In this lab, we are going to view another explanation about Principal Component Analysis(PCA). PCA is a statistical technique invented in 1901 by Karl Pearson that uses orthogonal transformations to map a set of variables into a set of linearly uncorrelated variables called Principal Components.
PCA is based on the Singular Value Decomposition (SVD) of the Covariance Matrix of the original dataset. The Eigenvectors of such decomposition are used as a rotation matrix. The Eigenvectors are arranged in the rotation matrix in decreasing order according to its explained variance. This last term is related to the EigenValues of the SVD.
PCA is a potent technique with applications ranging from simple space transformation, dimensionality reduction, and mixture separation from spectral information.
Follow this lab to view another explanation for PCA. In this case, we are going to use the concept of rotation matrices applied to correlated random data, just as illustrated in the next picture.
Source: https://en.wikipedia.org/wiki/Principal_component_analysis
As usual, we must import the libraries that will use in this lab.

________________________

__WHAT IS ASKED__. Could you write the next part of the PCA lab text above, picking up right after its final sentence?

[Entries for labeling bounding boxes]
________________________

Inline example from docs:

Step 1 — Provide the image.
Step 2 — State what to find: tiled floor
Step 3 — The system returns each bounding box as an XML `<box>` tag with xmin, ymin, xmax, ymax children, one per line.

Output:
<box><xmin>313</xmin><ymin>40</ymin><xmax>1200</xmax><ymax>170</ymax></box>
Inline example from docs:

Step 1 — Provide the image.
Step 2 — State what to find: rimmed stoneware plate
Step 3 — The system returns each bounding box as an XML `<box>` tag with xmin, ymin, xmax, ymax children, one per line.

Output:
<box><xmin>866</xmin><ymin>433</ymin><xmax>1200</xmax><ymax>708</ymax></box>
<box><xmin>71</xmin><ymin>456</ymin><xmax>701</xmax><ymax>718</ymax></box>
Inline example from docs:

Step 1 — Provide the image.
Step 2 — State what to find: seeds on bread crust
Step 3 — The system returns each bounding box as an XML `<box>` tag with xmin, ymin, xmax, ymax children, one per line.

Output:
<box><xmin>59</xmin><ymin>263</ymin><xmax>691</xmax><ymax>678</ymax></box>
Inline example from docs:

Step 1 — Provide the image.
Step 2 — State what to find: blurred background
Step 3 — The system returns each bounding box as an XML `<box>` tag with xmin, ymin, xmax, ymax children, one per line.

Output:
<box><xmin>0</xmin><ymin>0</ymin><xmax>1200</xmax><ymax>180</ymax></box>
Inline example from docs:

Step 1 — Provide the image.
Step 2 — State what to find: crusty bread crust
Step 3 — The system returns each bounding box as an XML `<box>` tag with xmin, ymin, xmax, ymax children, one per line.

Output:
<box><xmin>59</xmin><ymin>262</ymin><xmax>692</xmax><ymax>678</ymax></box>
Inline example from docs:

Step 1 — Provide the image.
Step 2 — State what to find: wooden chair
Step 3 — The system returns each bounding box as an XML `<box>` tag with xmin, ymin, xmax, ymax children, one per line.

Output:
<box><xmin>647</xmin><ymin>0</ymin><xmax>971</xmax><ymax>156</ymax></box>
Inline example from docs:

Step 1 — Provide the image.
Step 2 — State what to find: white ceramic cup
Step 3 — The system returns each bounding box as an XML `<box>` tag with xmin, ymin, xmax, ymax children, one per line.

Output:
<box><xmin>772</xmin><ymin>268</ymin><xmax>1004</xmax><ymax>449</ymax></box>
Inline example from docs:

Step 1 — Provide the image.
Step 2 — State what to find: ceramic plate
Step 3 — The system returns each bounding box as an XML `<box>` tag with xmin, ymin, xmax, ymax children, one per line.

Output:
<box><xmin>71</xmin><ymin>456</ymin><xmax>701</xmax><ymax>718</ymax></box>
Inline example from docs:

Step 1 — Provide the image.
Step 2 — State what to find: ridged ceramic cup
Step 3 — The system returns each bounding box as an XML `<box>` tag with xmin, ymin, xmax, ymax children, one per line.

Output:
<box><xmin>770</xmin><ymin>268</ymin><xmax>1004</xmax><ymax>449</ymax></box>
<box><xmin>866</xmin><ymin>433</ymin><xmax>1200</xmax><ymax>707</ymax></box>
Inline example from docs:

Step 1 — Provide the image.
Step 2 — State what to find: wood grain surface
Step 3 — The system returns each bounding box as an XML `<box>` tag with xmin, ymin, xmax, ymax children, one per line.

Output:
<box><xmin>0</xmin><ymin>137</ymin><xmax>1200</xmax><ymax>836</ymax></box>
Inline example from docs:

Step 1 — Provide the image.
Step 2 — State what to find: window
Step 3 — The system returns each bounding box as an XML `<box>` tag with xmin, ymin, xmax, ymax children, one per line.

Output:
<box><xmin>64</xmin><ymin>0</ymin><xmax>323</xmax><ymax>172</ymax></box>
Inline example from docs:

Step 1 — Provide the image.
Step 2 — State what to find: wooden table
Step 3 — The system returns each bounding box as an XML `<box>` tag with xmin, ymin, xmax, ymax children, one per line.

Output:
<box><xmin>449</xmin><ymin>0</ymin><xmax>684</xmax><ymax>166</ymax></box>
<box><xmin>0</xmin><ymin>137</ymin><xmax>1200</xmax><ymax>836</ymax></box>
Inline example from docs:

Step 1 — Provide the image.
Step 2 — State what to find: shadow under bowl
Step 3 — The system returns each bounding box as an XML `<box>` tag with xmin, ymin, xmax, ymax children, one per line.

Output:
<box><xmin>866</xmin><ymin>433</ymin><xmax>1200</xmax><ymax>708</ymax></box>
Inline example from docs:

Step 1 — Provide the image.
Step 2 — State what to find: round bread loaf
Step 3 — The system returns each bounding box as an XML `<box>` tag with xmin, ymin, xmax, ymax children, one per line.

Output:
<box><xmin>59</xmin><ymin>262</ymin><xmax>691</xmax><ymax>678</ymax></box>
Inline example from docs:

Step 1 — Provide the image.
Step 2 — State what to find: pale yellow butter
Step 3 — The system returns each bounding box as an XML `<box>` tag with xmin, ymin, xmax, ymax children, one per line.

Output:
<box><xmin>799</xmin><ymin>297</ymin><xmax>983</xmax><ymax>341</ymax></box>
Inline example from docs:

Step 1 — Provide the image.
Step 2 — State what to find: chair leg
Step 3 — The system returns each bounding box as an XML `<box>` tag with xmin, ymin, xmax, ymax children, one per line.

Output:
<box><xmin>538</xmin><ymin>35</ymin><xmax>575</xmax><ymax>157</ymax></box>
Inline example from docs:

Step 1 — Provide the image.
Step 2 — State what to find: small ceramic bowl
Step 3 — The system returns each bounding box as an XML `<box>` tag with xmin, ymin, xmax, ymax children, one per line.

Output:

________________________

__RESPONSE TO THE TASK__.
import numpy as np # Linear algebra library
import matplotlib.pyplot as plt # library for visualization
from sklearn.decomposition import PCA # PCA library
import pandas as pd # Data frame library
import math # Library for math functions
import random # Library for pseudo random numbers
To start, let us consider a pair of random variables x, y. Consider the base case when y = n * x. The x and y variables will be perfectly correlated to each other since y is just a scaling of x.
np.random.seed(1)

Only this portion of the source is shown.